▶ [Source]:

☆ ☆ ☆ ☆ ☆

Due to budgetary restraints, Seventeen Seconds was recorded and mixed in seven days on a budget of between £2,000 and £3,000, which resulted in the band working 16 or 17 hours a day to complete the album. Hedges and Robert Smith knew the song would take more work to complete than other songs on the album, and would require more overdubs. The song was one of the last tracks recorded; the backing tracks were recorded first, followed by touch-ups to the individual parts, then Smith's vocals. Fiction Records owner Chris Parry told Smith that the song had the potential to be a hit if they made it sound "radio-friendly", but Smith refused, stating the way the track sounded was the sound he envisioned in his head. Work on mixing "A Forest" took up much of the final day of sessions for the album.

==Composition and lyrics==
"A Forest" and its parent album Seventeen Seconds are representative of The Cure's gothic rock phase in the late 1970s and 1980s. The song has also been described as a post-punk track. Cure biographer Jeff Apter refers to "A Forest" as "the definitive early Cure mood piece" and argues the song is the centrepiece of the album. Smith's intention with "A Forest" was to make a song that was "really atmospheric". He has stated it was a pivotal recording for the group, representing "the archetypal Cure sound".

"A Forest" is performed in the key A minor. Initially only the synth, guitar and drums are heard, followed by the introduction of the bass guitar and a second guitar part. The song initially follows an Am–C–F–Dm progression. Later on the track, its bridge contains a B–C–F♯m–C–B–C sequence, which ends with a chromatic movement to the F chord before returning to Am. Following the echoing repetition of the word "again", a guitar solo appears which avoids string bends and moving in a pentatonic manner. The single version of the song fades out at around four minutes, while on the longer (album) version the instruments exit one by one, concluding with the sound of the bass guitar at 5:46". The sound of Smith's guitar was a departure from that prevalent in the 1970s. Mike Hedges favored the use of flanging at the time, and he estimated that there were seven flanger devices used on "A Forest." Rikky Rooksby said that the slow phase effect heard on the guitar in "A Forest" "almost became a Smith trademark for a while". Simon Gallup said his playing on the track was intended to be reminiscent of the bass work in the music of The Stranglers, whose bassist Jean-Jacques Burnel was a major influence on him.

☆ ☆ ☆ ☆ ☆

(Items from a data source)
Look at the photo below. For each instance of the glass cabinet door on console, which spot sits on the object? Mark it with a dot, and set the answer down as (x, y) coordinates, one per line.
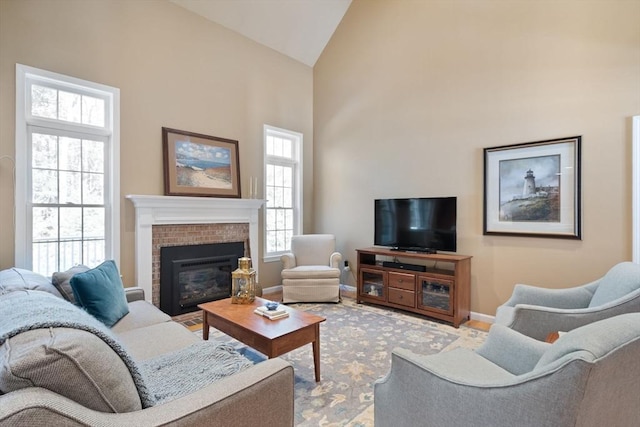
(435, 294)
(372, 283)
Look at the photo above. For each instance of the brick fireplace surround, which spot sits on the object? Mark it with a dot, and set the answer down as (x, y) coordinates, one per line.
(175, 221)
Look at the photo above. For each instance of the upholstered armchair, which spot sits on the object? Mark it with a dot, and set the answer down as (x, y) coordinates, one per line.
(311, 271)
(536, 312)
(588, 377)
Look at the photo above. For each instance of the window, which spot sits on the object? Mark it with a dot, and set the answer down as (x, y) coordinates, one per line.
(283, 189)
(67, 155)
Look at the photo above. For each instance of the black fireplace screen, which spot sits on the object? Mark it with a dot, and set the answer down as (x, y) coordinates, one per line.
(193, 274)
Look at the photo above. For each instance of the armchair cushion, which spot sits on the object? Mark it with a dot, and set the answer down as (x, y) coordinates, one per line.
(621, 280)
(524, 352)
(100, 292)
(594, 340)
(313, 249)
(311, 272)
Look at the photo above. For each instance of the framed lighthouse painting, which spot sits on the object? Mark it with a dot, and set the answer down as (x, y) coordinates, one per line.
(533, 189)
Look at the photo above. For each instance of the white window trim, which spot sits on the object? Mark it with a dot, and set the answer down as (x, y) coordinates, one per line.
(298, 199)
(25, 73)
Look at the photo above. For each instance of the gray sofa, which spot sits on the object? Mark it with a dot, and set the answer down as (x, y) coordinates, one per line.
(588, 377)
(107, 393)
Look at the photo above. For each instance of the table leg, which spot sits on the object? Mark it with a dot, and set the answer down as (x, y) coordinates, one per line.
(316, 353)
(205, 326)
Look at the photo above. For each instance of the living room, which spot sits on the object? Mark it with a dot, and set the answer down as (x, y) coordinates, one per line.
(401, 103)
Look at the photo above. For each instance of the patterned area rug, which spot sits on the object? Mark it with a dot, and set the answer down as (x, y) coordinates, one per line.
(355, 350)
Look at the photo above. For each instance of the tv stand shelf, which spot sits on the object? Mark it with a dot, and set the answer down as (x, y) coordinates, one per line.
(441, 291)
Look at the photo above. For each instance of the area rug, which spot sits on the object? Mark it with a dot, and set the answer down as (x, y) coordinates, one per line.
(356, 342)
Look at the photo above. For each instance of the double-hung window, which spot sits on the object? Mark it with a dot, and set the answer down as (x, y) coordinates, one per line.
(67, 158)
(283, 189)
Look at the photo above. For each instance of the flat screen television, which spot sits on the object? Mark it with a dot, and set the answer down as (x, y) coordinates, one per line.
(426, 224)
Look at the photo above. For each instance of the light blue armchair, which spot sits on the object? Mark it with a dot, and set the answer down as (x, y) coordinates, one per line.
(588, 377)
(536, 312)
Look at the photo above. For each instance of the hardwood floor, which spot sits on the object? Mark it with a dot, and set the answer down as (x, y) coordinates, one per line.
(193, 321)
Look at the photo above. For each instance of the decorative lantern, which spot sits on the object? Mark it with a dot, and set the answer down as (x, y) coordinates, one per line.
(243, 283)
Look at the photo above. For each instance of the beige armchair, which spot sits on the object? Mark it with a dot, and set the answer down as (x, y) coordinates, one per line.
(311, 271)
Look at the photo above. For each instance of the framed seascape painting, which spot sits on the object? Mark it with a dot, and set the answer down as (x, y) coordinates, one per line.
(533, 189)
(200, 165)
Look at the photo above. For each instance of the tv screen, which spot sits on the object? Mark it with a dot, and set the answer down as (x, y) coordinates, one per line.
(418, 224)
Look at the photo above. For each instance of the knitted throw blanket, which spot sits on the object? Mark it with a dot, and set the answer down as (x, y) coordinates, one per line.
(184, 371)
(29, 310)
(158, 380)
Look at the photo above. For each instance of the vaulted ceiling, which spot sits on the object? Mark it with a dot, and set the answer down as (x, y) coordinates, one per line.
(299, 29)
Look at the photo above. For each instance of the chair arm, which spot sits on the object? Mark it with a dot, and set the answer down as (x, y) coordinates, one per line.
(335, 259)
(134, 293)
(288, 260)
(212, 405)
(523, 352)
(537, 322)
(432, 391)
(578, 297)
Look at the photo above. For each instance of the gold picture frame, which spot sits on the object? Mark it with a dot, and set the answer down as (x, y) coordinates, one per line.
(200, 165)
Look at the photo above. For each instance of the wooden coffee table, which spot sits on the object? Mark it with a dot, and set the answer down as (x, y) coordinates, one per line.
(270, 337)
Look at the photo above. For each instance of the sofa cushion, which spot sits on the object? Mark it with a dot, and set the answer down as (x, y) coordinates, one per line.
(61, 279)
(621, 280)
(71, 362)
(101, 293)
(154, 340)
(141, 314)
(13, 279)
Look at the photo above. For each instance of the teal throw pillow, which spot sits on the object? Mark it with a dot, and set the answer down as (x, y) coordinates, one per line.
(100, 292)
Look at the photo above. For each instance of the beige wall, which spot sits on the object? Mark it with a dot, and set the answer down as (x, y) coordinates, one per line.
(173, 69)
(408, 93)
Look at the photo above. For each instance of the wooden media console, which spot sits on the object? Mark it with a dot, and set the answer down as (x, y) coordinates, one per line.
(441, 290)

☆ ☆ ☆ ☆ ☆

▶ [To be done]:
1 – In the text on "A Forest," how many flanger devices did Mike Hedges estimate were used on the song?
2 – Quote the stretch from "Due to budgetary" through "for the album." in the text on "A Forest".

▶ [Answer set]:
1 – Seven

2 –
Due to budgetary restraints, Seventeen Seconds was recorded and mixed in seven days on a budget of between £2,000 and £3,000, which resulted in the band working 16 or 17 hours a day to complete the album. Hedges and Robert Smith knew the song would take more work to complete than other songs on the album, and would require more overdubs. The song was one of the last tracks recorded; the backing tracks were recorded first, followed by touch-ups to the individual parts, then Smith's vocals. Fiction Records owner Chris Parry told Smith that the song had the potential to be a hit if they made it sound "radio-friendly", but Smith refused, stating the way the track sounded was the sound he envisioned in his head. Work on mixing "A Forest" took up much of the final day of sessions for the album.